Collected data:
*****
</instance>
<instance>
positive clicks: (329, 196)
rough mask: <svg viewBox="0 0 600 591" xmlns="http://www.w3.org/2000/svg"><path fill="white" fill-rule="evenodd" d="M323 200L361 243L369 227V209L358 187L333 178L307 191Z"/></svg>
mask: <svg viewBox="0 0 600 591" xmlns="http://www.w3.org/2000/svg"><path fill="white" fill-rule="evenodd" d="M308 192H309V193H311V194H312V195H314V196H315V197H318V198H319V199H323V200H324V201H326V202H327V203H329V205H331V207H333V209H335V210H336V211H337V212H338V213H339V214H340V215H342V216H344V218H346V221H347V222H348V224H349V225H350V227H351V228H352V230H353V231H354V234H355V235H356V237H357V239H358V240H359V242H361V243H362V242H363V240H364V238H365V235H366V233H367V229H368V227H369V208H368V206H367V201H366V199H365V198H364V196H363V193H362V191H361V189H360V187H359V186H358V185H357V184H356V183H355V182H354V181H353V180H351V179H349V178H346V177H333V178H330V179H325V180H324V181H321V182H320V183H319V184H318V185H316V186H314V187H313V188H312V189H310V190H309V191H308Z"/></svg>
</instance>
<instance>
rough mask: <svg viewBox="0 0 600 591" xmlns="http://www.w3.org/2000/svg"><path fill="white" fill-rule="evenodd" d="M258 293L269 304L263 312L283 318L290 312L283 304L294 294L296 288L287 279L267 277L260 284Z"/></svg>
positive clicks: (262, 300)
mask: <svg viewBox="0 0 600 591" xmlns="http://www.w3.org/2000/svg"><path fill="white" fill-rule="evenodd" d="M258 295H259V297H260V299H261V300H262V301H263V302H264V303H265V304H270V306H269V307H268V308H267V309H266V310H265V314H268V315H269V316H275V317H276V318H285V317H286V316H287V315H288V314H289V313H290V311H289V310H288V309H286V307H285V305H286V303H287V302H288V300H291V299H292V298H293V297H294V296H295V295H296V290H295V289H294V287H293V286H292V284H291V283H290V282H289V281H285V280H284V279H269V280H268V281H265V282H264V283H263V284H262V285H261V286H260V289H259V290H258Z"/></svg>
*****
## [Exercise]
Reproduce everything from the start of the records down through the line that contains "200L361 243L369 227V209L358", without changing a character.

## [Final answer]
</instance>
<instance>
positive clicks: (329, 196)
rough mask: <svg viewBox="0 0 600 591" xmlns="http://www.w3.org/2000/svg"><path fill="white" fill-rule="evenodd" d="M323 200L361 243L369 227V209L358 187L333 178L307 191Z"/></svg>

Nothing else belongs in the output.